OPDRACHTEN:
1) Schrijf uit de tekst over Aribus woordelijk het gedeelte over vanaf "Vlotte overstap van" tot en met "Belgische stations gebruikt.".
2) Stemmen de volgende beweringen overeen met de tekst over Aribus? Antwoord telkens met ja of nee en citeer de woorden uit de tekst die de doorslag geven.
(a) Aribus werd ontwikkeld door de NMBS samen met De Lijn en TEC.
(b) Buschauffeurs moeten onbeperkt op een vertraagde trein wachten.
(c) Het systeem wordt in ongeveer tachtig Belgische stations gebruikt.
3) Waar komt volgens de tekst over Aribus de informatie op het elektronische paneel vandaan?

PAGINAFRAGMENT:
▶

Vlotte overstap van trein naar bus

Uit mobiliteitsbrief 90 - Intermodaliteit

In de jaren ’90 ontwikkelde de NMBS samen met De Lijn en TEC een systeem dat de overstap tussen trein en bus beter regelt: Aribus. Het systeem is ondertussen gemoderniseerd en wordt nu in een 80-tal Belgische stations gebruikt.

Veel treinreizigers maken gebruik van bussen of trams voor hun natransport. Vijf minuten treinvertraging kan echter al voldoende zijn om een aansluiting te missen. Om dat zoveel mogelijk te vermijden, werd het Aribus-systeem ontwikkeld. Aribus staat voor Automatic Railway Information gelinkt met businformatie. Op een elektronisch paneel kunnen bestuurders van De Lijn bij treinvertragingen de extra wachttijden aflezen. De informatie komt rechtstreeks van een computer op het seinhuis waarin ook de dienstregelingen van de treinen en de bussen, de afgesproken wachttijden en de noodzakelijke overstaptijden opgeslagen zitten. In het systeem is ook een controle ingebouwd waardoor kan nagegaan worden of de chauffeur van De Lijn de voorziene aansluiting heeft gerespecteerd. Uiteraard zijn er ook maximumwachttijden afgesproken, want het is niet de bedoeling om de andere passagiers op de bus in de problemen te brengen.

MOB9041F01.jpgFoto: Peter Van Hoof
Aribus: op een elektronisch paneel lezen buschauffeurs de wachttijd af wanneer de trein vertraging heeft.

◀

GEËXTRAHEERDE GEGEVENS:

▶

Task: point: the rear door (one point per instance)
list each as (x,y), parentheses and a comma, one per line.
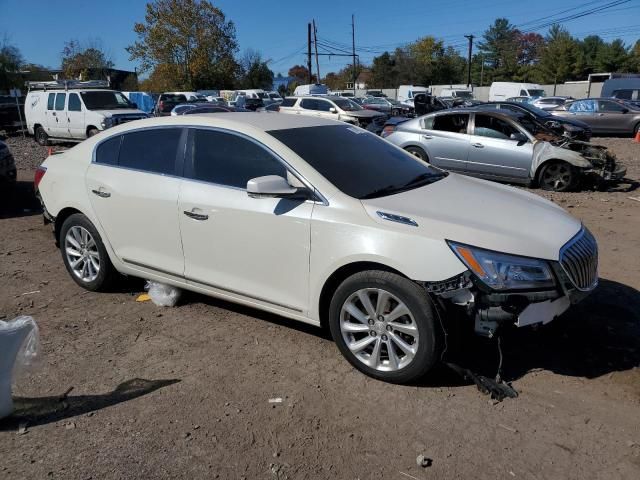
(446,140)
(75,117)
(133,187)
(492,151)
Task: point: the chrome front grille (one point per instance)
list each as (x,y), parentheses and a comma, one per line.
(579,260)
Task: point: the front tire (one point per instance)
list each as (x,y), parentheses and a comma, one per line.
(41,136)
(418,152)
(384,324)
(558,176)
(84,255)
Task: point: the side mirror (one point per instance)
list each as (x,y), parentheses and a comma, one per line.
(519,137)
(270,186)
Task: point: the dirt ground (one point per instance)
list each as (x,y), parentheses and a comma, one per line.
(183,393)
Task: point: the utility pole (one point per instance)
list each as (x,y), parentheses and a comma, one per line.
(353,42)
(315,44)
(470,37)
(309,51)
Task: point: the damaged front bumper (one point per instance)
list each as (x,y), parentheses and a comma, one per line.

◀

ANTWOORDEN PER OPDRACHT:
1)
Vlotte overstap van trein naar bus

Uit mobiliteitsbrief 90 - Intermodaliteit

In de jaren ’90 ontwikkelde de NMBS samen met De Lijn en TEC een systeem dat de overstap tussen trein en bus beter regelt: Aribus. Het systeem is ondertussen gemoderniseerd en wordt nu in een 80-tal Belgische stations gebruikt.

2)
(a) Ja: "In de jaren ’90 ontwikkelde de NMBS samen met De Lijn en TEC een systeem dat de overstap tussen trein en bus beter regelt: Aribus."
(b) Nee: "Uiteraard zijn er ook maximumwachttijden afgesproken"
(c) Ja: "wordt nu in een 80-tal Belgische stations gebruikt"

3) Rechtstreeks van een computer op het seinhuis.